··· Data records ···

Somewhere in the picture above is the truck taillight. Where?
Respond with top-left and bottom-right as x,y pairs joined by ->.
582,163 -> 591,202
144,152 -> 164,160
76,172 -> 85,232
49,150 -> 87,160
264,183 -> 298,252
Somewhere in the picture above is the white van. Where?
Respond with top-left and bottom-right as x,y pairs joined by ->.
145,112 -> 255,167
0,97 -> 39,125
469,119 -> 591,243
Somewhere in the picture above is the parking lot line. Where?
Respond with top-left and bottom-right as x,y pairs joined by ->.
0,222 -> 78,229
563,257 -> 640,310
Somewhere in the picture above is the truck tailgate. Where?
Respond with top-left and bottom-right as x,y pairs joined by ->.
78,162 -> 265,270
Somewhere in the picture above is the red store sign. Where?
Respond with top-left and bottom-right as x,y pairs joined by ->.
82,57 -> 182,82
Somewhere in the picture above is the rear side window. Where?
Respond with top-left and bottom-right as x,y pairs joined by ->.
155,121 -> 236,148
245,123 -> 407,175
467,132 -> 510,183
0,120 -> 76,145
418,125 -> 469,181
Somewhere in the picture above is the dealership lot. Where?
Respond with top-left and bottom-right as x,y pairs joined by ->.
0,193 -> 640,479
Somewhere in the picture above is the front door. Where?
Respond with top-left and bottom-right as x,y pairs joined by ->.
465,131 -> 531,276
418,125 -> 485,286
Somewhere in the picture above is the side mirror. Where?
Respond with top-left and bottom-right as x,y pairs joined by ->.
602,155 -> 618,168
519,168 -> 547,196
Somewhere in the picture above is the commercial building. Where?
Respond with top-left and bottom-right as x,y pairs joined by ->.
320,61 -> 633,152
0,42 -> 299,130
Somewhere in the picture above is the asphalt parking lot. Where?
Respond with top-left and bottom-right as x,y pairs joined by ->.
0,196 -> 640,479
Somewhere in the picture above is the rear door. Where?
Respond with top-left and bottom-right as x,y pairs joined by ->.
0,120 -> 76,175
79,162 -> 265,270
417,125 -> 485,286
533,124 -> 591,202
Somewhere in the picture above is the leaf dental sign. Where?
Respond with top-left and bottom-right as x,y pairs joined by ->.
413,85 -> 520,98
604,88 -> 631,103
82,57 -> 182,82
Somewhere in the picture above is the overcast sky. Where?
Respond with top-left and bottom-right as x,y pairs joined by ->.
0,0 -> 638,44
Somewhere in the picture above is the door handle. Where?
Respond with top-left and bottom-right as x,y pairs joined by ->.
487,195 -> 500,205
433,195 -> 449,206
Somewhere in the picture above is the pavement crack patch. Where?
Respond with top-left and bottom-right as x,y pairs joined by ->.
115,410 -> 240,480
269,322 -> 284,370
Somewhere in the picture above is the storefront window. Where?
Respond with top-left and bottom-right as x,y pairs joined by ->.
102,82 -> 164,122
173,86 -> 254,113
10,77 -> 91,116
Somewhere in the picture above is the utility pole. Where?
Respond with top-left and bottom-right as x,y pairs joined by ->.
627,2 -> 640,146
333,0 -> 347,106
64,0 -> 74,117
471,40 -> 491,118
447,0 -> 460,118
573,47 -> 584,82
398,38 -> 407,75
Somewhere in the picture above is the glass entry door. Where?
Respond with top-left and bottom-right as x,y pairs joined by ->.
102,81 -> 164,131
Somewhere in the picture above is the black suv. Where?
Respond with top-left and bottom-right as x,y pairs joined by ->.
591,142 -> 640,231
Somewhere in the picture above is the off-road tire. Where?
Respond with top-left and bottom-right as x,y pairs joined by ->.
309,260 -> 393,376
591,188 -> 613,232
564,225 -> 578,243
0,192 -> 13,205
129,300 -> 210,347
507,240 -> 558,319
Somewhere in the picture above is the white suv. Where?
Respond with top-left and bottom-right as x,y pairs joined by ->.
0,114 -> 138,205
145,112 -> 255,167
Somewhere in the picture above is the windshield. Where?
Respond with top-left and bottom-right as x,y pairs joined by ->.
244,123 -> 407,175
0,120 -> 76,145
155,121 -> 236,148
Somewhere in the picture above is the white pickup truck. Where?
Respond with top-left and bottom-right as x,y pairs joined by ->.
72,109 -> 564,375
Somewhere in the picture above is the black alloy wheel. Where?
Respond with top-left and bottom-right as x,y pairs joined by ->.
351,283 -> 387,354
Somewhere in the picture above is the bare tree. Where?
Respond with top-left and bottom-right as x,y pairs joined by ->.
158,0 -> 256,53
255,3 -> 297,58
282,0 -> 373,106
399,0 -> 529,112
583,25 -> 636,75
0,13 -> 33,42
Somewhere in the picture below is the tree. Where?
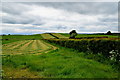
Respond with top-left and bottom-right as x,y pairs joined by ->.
69,30 -> 77,39
106,31 -> 112,35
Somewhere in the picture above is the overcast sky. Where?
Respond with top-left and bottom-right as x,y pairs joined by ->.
0,2 -> 118,34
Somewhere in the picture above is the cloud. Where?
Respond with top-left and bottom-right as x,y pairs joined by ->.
2,2 -> 118,34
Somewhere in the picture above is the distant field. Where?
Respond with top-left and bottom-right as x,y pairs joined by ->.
60,33 -> 118,38
41,33 -> 55,39
0,35 -> 42,44
2,40 -> 56,55
0,33 -> 118,78
52,33 -> 69,38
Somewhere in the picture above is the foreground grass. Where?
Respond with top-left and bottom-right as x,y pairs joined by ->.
2,47 -> 118,78
0,34 -> 42,44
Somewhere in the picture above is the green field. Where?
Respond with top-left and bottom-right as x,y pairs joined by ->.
60,33 -> 118,38
2,34 -> 118,78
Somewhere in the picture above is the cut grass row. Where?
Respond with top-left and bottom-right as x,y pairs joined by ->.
3,47 -> 118,78
41,33 -> 55,39
51,33 -> 69,38
2,40 -> 57,55
60,33 -> 118,38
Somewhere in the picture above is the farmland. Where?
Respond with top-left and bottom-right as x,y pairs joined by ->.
2,33 -> 118,78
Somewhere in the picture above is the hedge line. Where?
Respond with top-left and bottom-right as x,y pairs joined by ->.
44,39 -> 120,62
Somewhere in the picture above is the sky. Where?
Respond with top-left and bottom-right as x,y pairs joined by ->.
0,2 -> 118,34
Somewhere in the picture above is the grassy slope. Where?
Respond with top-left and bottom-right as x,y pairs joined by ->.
3,47 -> 117,78
60,33 -> 118,38
0,35 -> 42,44
52,33 -> 69,38
41,33 -> 54,39
3,35 -> 117,78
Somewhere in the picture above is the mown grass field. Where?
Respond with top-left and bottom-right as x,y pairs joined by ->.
60,33 -> 118,38
2,34 -> 118,78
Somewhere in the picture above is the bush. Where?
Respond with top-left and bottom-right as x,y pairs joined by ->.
44,39 -> 120,63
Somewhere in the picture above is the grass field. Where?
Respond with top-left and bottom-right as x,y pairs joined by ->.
2,34 -> 118,78
60,33 -> 118,38
3,48 -> 118,78
41,33 -> 54,39
52,33 -> 69,38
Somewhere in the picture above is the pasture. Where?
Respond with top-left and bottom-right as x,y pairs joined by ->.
1,33 -> 118,78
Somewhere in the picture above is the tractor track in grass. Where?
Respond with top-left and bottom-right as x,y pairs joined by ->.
2,40 -> 57,55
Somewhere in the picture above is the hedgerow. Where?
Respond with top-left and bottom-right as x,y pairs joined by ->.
46,39 -> 120,64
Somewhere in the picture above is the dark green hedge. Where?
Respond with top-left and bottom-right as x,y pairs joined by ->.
44,39 -> 120,62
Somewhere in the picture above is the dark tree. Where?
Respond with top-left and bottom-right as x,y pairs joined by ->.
69,30 -> 77,39
106,31 -> 112,35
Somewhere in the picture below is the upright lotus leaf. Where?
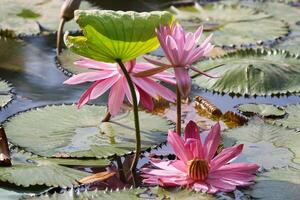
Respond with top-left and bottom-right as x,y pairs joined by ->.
4,105 -> 169,158
30,187 -> 216,200
244,168 -> 300,200
223,121 -> 300,168
237,103 -> 286,117
0,0 -> 94,37
274,104 -> 300,131
194,49 -> 300,95
274,35 -> 300,54
0,152 -> 90,187
169,1 -> 289,46
0,79 -> 12,110
65,10 -> 173,63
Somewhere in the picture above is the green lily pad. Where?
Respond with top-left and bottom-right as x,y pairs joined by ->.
0,153 -> 90,187
0,79 -> 13,109
245,168 -> 300,200
223,121 -> 300,168
65,10 -> 173,63
240,1 -> 300,31
274,104 -> 300,131
237,103 -> 286,117
274,36 -> 300,54
30,187 -> 215,200
170,2 -> 289,46
0,0 -> 93,36
4,105 -> 169,158
194,49 -> 300,96
56,49 -> 161,76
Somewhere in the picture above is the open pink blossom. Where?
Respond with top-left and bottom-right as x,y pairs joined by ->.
137,23 -> 214,97
64,58 -> 176,116
142,121 -> 259,193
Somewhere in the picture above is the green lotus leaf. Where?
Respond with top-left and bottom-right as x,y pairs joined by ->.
30,187 -> 216,200
56,49 -> 156,76
244,168 -> 300,200
0,79 -> 12,109
194,49 -> 300,96
65,10 -> 173,63
169,1 -> 289,46
237,103 -> 286,117
4,105 -> 169,158
223,121 -> 300,168
240,1 -> 300,31
0,153 -> 90,187
274,104 -> 300,131
274,35 -> 300,54
0,0 -> 93,36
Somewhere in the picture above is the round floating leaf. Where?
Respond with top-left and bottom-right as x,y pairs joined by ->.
28,187 -> 215,200
0,0 -> 92,35
274,36 -> 300,54
170,3 -> 289,45
4,105 -> 169,158
236,141 -> 294,170
0,79 -> 12,109
194,49 -> 300,95
65,10 -> 173,63
237,103 -> 286,117
223,121 -> 300,169
0,153 -> 90,187
245,168 -> 300,200
275,104 -> 300,131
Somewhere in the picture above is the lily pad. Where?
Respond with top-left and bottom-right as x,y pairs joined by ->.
245,168 -> 300,200
170,2 -> 289,45
223,121 -> 300,168
0,79 -> 12,109
4,105 -> 169,158
30,187 -> 215,200
194,49 -> 300,96
0,153 -> 90,187
237,103 -> 286,117
274,104 -> 300,131
65,10 -> 173,63
0,0 -> 96,35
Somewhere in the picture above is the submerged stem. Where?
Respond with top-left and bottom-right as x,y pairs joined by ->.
176,86 -> 181,135
116,59 -> 141,182
56,17 -> 66,55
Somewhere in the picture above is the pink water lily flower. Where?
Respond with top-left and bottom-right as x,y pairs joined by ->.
142,121 -> 259,193
64,58 -> 176,116
139,23 -> 214,97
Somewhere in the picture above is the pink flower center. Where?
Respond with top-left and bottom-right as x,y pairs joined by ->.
188,159 -> 209,181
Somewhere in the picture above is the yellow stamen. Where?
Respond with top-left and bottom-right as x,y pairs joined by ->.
188,159 -> 209,181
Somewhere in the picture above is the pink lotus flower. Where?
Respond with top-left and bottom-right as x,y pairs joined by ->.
64,58 -> 176,116
142,121 -> 259,193
139,24 -> 214,97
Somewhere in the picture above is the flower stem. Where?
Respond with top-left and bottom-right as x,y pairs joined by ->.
116,59 -> 141,181
176,86 -> 181,135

···

__Work instructions__
Rewrite the lines from the one holding "Somewhere in the picture above is the yellow" through the end of the rows, inclusive, as a Markdown table with columns No. and Text, numbering each line in order and omitting blank lines.

__Final result__
| No. | Text |
|---|---|
| 1 | Somewhere in the picture above is the yellow stamen. Where? |
| 2 | Respond with top-left and bottom-right as x,y pairs joined by ->. |
| 3 | 188,159 -> 209,181 |
| 4 | Somewhere in the picture above is the pink lotus flower. Where? |
| 5 | Respond with top-left and bottom-right as x,y pairs joined by ->. |
| 6 | 64,58 -> 176,116 |
| 7 | 142,121 -> 259,193 |
| 8 | 139,24 -> 214,97 |
| 9 | Somewhere in the picture above is the flower stem. Where? |
| 10 | Respond with top-left and bottom-right as x,y pairs joined by ->. |
| 11 | 116,59 -> 141,181 |
| 12 | 176,86 -> 181,135 |